-------- Input data

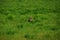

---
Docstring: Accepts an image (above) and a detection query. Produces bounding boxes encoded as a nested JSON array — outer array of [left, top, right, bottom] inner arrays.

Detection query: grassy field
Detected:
[[0, 0, 60, 40]]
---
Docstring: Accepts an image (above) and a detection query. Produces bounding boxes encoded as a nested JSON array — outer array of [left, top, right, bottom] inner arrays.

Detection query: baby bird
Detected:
[[28, 16, 33, 22]]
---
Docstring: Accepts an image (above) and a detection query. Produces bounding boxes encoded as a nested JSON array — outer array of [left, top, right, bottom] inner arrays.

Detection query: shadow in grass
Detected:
[[0, 9, 9, 15], [17, 25, 23, 29], [6, 31, 17, 35], [24, 34, 34, 39]]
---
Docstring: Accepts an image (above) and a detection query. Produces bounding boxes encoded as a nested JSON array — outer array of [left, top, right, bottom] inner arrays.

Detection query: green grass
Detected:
[[0, 0, 60, 40]]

----------------

> _What this task involves_:
Swap each "Detected" in the material above for "Found" and write the material out again with nothing else altered. Omit the picture.

> _Task result_:
---
Docstring: Accepts an image (above) and a detection query. Produces bounding boxes encoded as a nested JSON array — outer array of [left, top, right, bottom] inner arrays.

Detection query: grassy field
Found:
[[0, 0, 60, 40]]
---
Docstring: Accepts an image (above) and a detection query. Produces bounding boxes encoded as a nested JSON array — outer array of [left, top, right, bottom] inner arrays.

Detection query: baby bird
Found:
[[28, 16, 33, 22]]
---
Docstring: Accepts an image (above) and a detection query. Produces bounding boxes encoded as a nested JSON array — outer array of [left, top, right, bottom] inner arrays.

Detection query: shadow in grass
Found:
[[0, 9, 9, 15], [17, 25, 23, 29], [6, 31, 17, 35], [24, 34, 34, 39]]
---
Docstring: Accepts an image (above) and a detection query. Produces bounding boxes encoded as a nested JSON array — outer array of [left, top, right, bottom] inner arrays.

Detection query: green grass
Found:
[[0, 0, 60, 40]]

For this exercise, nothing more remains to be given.